──────── Task inputs ────────
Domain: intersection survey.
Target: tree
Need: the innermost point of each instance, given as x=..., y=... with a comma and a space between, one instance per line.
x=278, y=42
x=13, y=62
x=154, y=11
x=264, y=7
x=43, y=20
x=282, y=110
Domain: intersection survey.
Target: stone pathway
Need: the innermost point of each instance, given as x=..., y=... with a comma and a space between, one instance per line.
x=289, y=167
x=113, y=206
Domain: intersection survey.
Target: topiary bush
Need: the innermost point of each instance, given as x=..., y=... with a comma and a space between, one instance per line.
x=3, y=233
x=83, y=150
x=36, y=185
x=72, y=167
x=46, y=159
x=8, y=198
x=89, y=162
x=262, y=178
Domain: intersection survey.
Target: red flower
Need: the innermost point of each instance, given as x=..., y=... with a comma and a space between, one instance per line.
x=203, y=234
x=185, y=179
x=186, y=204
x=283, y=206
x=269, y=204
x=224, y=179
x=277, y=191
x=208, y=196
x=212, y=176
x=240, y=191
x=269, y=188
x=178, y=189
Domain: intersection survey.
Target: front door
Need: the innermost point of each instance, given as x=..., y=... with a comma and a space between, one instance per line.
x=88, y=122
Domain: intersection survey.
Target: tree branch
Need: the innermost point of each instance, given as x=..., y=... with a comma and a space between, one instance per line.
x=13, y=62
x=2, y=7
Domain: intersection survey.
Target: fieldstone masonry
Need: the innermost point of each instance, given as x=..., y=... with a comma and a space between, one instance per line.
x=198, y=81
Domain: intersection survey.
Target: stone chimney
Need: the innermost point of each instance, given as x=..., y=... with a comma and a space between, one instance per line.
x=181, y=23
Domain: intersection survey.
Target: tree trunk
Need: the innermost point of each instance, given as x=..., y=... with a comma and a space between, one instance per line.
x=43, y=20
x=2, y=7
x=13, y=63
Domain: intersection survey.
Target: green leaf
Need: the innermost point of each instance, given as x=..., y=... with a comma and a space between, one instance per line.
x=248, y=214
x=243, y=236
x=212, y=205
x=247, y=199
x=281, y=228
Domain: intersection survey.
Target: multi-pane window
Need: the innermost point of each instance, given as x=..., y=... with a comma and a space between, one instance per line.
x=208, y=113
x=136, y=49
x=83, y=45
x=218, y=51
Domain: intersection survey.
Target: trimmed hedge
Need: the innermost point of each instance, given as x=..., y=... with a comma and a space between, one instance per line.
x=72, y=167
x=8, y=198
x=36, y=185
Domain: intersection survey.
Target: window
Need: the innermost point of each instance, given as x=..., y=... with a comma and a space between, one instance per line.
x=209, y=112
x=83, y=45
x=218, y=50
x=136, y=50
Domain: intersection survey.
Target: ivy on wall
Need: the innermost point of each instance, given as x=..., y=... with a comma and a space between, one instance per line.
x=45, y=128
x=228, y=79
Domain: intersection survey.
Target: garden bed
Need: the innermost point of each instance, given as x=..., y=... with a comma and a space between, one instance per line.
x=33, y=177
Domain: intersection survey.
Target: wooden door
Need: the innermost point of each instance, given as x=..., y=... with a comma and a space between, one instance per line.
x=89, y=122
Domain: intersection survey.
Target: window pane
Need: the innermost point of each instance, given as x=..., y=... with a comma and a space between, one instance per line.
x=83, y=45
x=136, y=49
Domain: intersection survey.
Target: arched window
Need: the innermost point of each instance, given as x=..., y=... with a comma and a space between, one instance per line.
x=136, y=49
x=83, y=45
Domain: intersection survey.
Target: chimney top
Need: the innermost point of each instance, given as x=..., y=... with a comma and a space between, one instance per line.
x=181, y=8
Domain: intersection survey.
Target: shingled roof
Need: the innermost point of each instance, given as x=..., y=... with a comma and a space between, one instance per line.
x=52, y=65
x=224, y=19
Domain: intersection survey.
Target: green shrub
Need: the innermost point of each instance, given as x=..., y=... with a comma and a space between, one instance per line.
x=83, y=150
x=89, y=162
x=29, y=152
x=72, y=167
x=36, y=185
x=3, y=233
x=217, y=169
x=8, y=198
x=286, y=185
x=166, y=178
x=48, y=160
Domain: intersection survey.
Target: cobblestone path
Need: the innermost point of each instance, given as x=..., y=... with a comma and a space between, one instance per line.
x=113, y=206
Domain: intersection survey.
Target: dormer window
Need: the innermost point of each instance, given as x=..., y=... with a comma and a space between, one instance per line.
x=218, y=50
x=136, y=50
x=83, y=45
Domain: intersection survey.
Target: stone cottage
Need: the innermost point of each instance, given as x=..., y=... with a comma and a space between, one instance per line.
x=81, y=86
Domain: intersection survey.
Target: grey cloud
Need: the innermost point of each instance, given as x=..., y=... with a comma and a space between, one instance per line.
────────
Task goal: From the records above, pick out and copy each line holding the word "chimney".

Response:
Target: stone chimney
Target: chimney top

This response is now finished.